===== TEXTO DE LECTURA =====

La vida oculta de los patógenos
Antes de la teoría de los gérmenes, toda clase de explicaciones oscurecían la razón de las epidemias. Desde el hedonismo del fin del mundo a la oferta de sacrificios y oraciones, la enfermedad se trataba de mantener lejos con el pensamiento mágico. Pero cuando Makari padre se graduó como médico ya se sabía sobre la existencia de los microbios y su capacidad de destrucción.
“Las ululaciones, esa forma árabe del luto, resonaban en sus oídos mientras cabalgaba en mula hacia remotas aldeas montañosas. Vio comunidades diezmadas por el cólera y por la malaria, tan asesina. Le resultó evidente lo que llamaría su misión: se especializó en bacteriología y parasitología”, escribió su hijo. “En 1945, recibió una beca del British Council para estudiar medicina tropical en Londres, donde conoció a Sir Alexander Fleming, el hombre que, por casualidad, descubrió la penicilina y marcó el comienzo de una nueva era”.
Con una beca de la Organización Mundial de la Salud (OMS) estudió salud pública en Harvard: “Allí su investigación inmunológica se ocupó de la tifoidea, la malaria, la leishmaniosis visceral y la hepatitis, sólo para que un pensamiento descabellado —como el que apreciaban los lectores de Microbe Hunters— la desviara: ¿se podrían aplicar los mismos métodos de la prueba de la tuberculosis en una enfermedad no infecciosa como el cáncer? ¿Podía ser que esas células revoltosas tuvieran antígenos específicos?”.
Sus hijos crecieron observándolo jugar en su “isla encantada”, como llamaba a su laboratorio, “donde lo conocido se encuentra con lo desconocido”. Muchas veces trató de llevarlos: “la mano de dios”, les decía, se podía vislumbrar al ampliar algo en el microscopio. Y si bien en general se mantuvo así de espiritual, en ocasiones su mundo científico chocó con su fe. ¿Sabía —increpó a un sacerdote, que pretendía entregar hostias a una congregación entera durante el otoño y el invierno— que la gripe había matado a un millón de personas en 1957 y 1958 y a otro millón 11 años más tarde? Si alguien en la familia se enfermaba aunque fuera levemente, hacía un inventario de los síntomas.
—No tiene importancia —podían decirle.
—No podemos saberlo —respondía.
“Había nacido en una pandemia y no lo había olvidado”, resumió George Makari.
El secreto de la vida
Hacia el final de su vida, Jack había perdido casi completamente la memoria. Sus años finales fueron difíciles, no sólo por eso sino porque, luego de millones de dólares y de muchos estudios con resultados positivos, su prueba de antígenos para detectar el cáncer no logró la aprobación de la Administración de Alimentos y Medicamentos (FDA). “Demasiados falsos positivos”, recordó su hijo.

===== EXTRACTOS DE DATOS =====

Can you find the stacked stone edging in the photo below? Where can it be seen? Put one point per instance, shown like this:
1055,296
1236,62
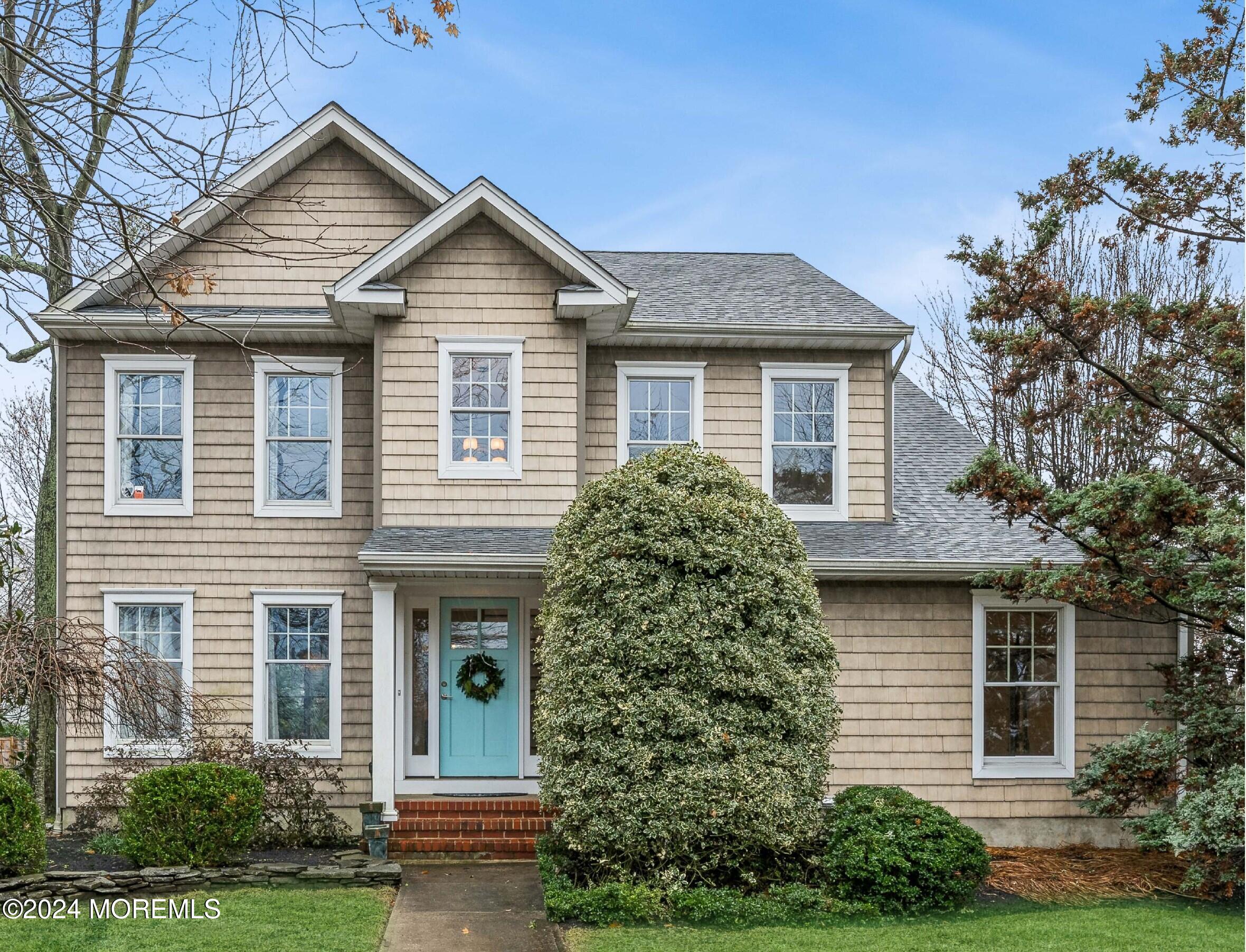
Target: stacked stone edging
352,869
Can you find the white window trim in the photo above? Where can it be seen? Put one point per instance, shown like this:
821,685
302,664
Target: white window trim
1016,768
114,746
450,347
115,364
628,370
331,508
261,599
839,373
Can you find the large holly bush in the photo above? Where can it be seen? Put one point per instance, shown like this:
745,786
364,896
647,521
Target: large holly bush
191,814
901,854
23,848
687,708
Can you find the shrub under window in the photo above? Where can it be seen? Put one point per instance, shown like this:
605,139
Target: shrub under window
901,854
687,709
191,814
23,848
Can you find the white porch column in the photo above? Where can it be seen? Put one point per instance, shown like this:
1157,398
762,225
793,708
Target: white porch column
384,716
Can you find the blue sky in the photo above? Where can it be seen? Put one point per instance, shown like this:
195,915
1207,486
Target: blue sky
864,137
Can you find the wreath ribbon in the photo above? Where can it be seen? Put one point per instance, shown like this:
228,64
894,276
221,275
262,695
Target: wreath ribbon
480,663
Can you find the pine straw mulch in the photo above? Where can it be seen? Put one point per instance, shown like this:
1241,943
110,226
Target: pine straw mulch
1083,873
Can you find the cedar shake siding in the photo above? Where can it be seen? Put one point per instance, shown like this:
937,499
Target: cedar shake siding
324,217
906,688
223,550
733,412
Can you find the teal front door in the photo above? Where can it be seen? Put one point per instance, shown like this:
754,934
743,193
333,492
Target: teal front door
480,739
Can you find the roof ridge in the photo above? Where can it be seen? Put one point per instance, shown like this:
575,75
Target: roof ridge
770,254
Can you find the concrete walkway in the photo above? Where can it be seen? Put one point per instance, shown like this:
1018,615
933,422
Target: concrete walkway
470,908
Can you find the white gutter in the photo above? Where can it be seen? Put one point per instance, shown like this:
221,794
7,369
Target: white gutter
823,568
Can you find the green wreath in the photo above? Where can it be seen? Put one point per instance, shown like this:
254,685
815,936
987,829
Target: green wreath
480,663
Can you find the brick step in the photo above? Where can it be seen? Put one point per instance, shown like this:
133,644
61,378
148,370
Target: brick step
405,824
469,803
414,835
473,815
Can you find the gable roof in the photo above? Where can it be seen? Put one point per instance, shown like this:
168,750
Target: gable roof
757,291
480,197
932,534
332,122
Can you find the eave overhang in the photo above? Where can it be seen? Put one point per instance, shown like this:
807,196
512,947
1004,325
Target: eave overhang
531,566
482,198
251,181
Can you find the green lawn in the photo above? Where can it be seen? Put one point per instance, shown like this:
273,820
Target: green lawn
1144,926
252,920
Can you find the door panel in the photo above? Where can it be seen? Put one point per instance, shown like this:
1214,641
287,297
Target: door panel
480,739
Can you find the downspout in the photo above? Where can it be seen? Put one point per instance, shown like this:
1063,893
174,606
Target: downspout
904,353
889,464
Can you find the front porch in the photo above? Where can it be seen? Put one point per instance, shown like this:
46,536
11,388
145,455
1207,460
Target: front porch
431,743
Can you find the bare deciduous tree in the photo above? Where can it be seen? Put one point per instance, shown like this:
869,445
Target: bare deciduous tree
1070,449
116,114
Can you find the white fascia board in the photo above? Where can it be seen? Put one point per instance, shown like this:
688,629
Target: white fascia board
822,567
480,197
254,177
582,302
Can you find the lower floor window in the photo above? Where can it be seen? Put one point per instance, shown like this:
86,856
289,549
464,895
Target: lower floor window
155,666
298,683
1023,691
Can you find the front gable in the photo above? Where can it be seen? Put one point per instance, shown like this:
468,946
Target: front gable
309,227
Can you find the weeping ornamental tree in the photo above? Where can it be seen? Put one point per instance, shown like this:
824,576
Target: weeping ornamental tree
687,709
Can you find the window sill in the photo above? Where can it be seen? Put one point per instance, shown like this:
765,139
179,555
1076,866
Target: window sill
143,752
326,752
814,514
178,510
320,510
1021,769
486,471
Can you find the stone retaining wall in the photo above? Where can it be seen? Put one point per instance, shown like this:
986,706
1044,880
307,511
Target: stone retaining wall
351,868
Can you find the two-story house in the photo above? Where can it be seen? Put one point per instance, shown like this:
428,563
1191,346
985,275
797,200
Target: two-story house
341,477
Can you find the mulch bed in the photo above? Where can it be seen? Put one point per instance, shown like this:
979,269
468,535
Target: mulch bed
1082,874
69,853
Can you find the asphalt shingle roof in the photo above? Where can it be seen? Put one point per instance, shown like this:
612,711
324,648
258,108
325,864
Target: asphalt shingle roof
763,289
930,523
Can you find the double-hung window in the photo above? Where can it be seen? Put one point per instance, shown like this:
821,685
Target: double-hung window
1022,688
149,436
480,391
659,404
298,670
298,436
804,446
157,629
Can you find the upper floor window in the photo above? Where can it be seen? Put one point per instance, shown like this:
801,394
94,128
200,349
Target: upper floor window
1022,688
298,436
298,670
804,453
659,404
158,625
480,393
149,423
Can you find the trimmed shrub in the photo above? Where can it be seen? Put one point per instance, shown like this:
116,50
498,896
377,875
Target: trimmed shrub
191,814
638,904
23,844
687,711
900,854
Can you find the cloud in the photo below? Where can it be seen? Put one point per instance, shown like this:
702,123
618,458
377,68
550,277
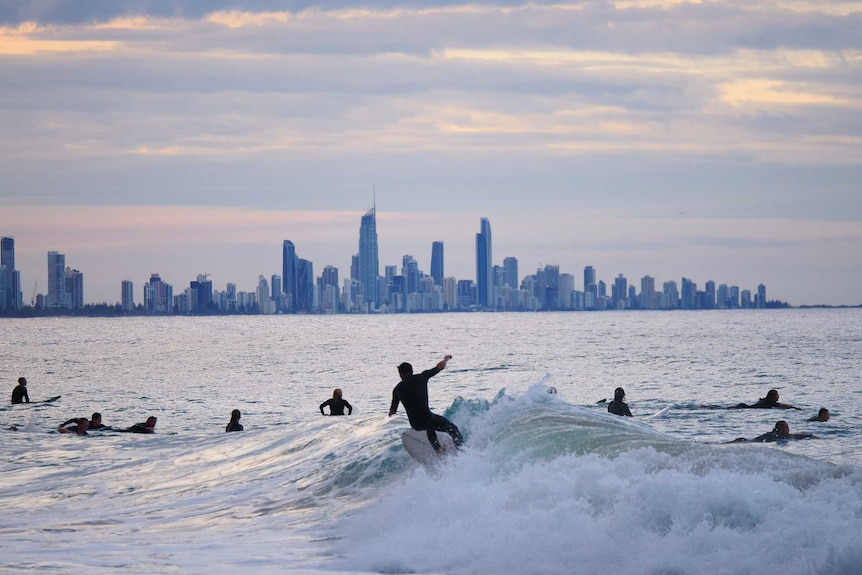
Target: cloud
533,114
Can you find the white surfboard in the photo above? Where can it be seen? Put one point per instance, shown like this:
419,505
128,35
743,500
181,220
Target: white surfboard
661,412
417,445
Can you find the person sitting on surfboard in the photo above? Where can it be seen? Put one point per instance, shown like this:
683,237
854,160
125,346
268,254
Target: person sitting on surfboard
768,402
781,432
336,404
618,406
234,424
148,426
19,394
80,427
95,421
412,391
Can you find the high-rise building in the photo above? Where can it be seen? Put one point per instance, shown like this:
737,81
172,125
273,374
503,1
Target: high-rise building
158,295
203,292
74,281
10,294
289,263
760,298
437,263
709,290
619,292
410,271
648,295
57,280
327,285
369,262
510,267
484,279
590,285
688,294
304,285
128,295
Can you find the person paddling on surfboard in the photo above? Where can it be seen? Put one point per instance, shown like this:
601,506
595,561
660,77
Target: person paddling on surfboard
19,394
412,391
618,406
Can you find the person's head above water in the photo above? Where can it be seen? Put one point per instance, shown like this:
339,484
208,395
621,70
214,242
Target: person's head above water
782,429
405,369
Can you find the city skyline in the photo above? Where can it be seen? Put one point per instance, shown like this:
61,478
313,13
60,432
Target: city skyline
193,138
495,286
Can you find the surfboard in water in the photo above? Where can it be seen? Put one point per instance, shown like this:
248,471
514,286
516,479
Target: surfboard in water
661,412
417,445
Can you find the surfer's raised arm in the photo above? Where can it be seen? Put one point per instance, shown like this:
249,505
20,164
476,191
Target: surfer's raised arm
441,365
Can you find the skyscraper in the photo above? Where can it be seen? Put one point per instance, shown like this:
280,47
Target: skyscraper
410,271
484,279
437,263
304,285
10,294
57,280
74,281
128,295
510,265
289,263
369,263
590,280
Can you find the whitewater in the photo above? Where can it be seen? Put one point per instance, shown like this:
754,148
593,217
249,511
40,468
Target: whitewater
548,483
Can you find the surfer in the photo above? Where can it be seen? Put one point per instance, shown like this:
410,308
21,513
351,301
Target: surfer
412,391
768,402
822,415
94,423
147,427
618,406
781,432
234,424
80,427
19,394
336,404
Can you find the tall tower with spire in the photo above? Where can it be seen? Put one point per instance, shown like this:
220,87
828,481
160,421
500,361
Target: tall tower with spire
484,279
369,263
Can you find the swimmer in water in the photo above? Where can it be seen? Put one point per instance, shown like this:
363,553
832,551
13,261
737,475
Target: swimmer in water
781,432
768,402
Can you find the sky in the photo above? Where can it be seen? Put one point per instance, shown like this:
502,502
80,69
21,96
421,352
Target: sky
717,141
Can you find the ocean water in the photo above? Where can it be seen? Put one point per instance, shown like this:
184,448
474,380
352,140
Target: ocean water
548,483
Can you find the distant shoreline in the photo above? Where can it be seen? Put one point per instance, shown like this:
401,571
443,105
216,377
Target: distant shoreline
104,310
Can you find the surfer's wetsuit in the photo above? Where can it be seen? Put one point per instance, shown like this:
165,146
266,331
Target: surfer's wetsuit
412,391
20,395
336,406
762,403
619,408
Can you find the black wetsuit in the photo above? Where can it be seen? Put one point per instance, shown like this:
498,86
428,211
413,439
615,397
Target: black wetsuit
412,391
74,428
138,428
336,406
93,426
619,408
762,403
20,395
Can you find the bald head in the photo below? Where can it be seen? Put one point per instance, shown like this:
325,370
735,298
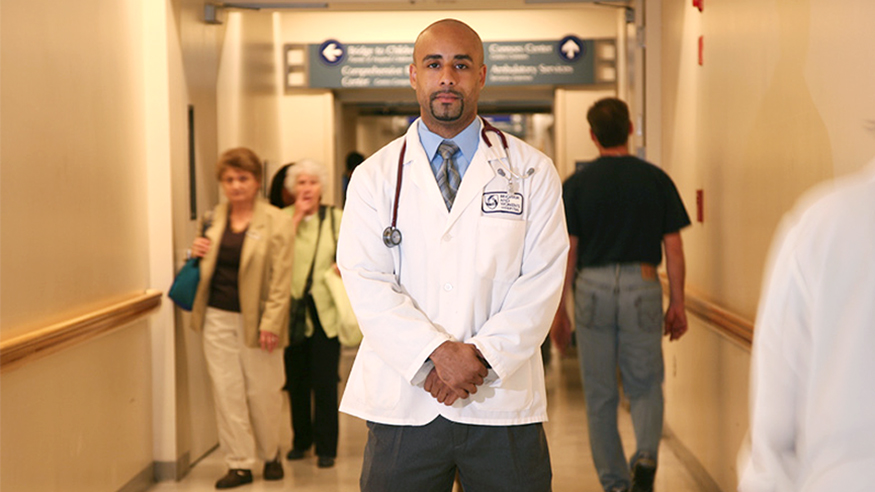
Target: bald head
447,74
450,29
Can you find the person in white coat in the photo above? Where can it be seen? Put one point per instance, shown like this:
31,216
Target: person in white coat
812,428
449,375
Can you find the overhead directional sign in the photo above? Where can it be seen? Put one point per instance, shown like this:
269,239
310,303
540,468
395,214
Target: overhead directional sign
567,61
332,52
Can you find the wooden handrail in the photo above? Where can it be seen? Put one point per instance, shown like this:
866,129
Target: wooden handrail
728,323
44,341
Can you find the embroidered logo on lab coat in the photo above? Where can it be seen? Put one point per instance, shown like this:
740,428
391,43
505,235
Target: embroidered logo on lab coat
502,202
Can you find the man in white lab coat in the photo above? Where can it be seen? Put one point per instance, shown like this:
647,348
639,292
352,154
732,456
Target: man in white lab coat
812,402
449,375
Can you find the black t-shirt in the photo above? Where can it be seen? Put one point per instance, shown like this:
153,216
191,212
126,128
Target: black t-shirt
619,208
224,293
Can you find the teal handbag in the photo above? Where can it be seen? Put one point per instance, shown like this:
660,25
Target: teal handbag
184,286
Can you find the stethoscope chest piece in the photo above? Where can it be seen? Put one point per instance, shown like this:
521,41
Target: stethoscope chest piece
391,236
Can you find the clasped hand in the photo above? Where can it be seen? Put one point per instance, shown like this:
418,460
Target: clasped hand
458,371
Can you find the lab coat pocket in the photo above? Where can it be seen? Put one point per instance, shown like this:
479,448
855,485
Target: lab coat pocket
382,387
511,394
499,251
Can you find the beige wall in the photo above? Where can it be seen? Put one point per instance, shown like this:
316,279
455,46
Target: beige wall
781,102
75,236
194,51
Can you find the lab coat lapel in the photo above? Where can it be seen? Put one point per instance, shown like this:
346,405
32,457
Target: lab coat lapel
478,175
418,168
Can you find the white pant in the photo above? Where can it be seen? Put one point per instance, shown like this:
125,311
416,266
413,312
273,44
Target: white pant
247,385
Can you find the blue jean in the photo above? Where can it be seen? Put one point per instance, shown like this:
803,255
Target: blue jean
619,321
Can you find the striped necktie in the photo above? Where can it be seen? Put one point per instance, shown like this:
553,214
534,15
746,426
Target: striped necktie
448,176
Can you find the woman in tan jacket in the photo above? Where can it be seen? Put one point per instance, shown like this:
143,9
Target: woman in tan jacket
242,306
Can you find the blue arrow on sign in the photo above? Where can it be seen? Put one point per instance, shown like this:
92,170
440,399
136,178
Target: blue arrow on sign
571,48
332,52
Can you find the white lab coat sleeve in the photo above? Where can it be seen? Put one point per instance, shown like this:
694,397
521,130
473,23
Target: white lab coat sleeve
776,372
392,324
511,336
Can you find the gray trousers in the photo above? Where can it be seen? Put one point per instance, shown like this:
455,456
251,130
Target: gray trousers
426,458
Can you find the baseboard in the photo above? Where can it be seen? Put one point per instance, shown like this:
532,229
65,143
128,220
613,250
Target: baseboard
142,481
165,471
694,466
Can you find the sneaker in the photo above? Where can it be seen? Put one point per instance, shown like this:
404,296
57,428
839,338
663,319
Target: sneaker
234,478
273,470
643,473
296,454
325,462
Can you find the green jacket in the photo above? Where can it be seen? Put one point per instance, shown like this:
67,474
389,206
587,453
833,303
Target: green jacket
305,243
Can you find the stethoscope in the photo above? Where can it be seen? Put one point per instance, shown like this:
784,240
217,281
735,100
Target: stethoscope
391,234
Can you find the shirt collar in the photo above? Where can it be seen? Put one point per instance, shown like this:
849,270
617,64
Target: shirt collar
467,140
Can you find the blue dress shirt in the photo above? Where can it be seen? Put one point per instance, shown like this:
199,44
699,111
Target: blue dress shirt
467,140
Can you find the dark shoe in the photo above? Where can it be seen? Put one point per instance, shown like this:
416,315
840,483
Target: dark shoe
296,454
643,473
273,470
234,478
325,462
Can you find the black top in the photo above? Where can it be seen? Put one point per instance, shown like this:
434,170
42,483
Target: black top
619,208
224,293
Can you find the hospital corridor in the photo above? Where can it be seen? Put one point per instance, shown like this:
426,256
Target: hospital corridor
325,185
566,436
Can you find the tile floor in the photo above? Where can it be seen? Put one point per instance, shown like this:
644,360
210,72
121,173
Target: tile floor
566,435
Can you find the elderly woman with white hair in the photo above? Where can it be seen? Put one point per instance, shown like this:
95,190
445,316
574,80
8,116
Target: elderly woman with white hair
312,365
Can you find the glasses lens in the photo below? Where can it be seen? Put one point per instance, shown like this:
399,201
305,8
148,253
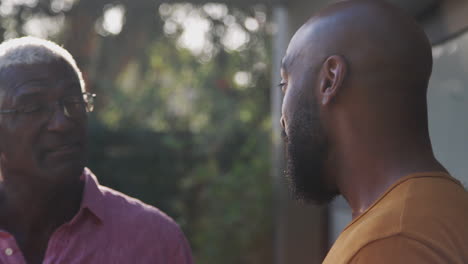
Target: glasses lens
74,109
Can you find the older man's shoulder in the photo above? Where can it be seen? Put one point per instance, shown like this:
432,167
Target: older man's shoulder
129,210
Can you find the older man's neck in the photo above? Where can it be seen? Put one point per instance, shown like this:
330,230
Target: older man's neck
26,208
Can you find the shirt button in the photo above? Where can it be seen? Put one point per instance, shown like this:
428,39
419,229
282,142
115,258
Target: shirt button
9,251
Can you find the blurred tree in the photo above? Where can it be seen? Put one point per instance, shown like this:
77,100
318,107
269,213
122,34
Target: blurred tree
182,120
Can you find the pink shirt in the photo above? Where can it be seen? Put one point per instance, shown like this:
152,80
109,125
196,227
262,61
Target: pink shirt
110,227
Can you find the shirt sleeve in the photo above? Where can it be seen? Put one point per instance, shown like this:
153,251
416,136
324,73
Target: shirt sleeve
396,250
182,254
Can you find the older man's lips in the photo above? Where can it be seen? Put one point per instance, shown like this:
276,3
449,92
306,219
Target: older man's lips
64,150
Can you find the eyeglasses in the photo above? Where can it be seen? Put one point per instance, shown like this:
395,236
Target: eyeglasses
73,107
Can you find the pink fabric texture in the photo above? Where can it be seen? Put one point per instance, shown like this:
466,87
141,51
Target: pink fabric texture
110,227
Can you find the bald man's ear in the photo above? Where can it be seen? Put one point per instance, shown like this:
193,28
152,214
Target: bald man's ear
332,75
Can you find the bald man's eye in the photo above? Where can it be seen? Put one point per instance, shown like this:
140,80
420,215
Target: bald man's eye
282,86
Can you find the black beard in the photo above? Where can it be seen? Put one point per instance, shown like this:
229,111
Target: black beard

=====

» **INSTRUCCIONES**
#1 Indica si cada afirmación concuerda con el texto sobre Makari padre y justifica cada respuesta (sí o no) con las palabras decisivas del texto citadas literalmente: (a) Makari padre conoció a Alexander Fleming en Londres. (b) La prueba de antígenos para detectar el cáncer obtuvo la aprobación de la FDA. (c) Makari padre estudió salud pública en Harvard con una beca del British Council.
#2 Prolonga el texto sobre Makari padre a partir de su última oración.

» **RESPUESTAS**
#1
(a) Sí: «donde conoció a Sir Alexander Fleming».
(b) No: «su prueba de antígenos para detectar el cáncer no logró la aprobación de la Administración de Alimentos y Medicamentos (FDA)».
(c) No: «Con una beca de la Organización Mundial de la Salud (OMS) estudió salud pública en Harvard».

#2
“Sus descubrimientos, quedó claro, se perderían con él. Aunque su sentido de misión nunca se redujo, pronto su paso se volvió vacilante”. Un día, mientras caminaba con él, George le preguntó, con un candor adolescente destinado a sacudirlo de esa pena:
—Papá, ¿cuál es el secreto de la vida?
Los ojos del viejo científico brillaron, la curiosidad y el entusiasmo del pasado regresaron a su mirada, recordó el autor.
—Más vida —respondió rápidamente—. Más vida.
“Murió hace unos años en un día suave y soleado en mayo, y desde entonces cada primavera sus recuerdos suben a la superficie sin que los invite. Este año, sin embargo, llegaron como una inundación”, escribió George Makari, sobre sus días en lo peor de la pandemia del coronavirus, la pasada primavera boreal en Nueva York. “En el aislamiento de COVID-19, pegado a las estadísticas epidemiológicas y a las preguntas sobre anticuerpos, cargas virales, cáscaras de lípidos y ARN mutante, busco en vano respuestas”.
Y mientras lo hacía, en “un espeluznante silencio roto con demasiada frecuencia por las sirenas”, en su mente se colaban las excentricidades de su padre que, de pronto, se habían vuelto moneda corriente. Un día descubrió que no quería usar otro jabón que el puro, aceite saponificado sin perfumes; pocos días más tarde se encontró mezclando su propio desinfectante en gel a partir de un alcohol de grano polaco, Spirytus. “Me he convertido en él”, contó en Los Angeles Review of Books. “Y lamentablemente ya no es algo loco”.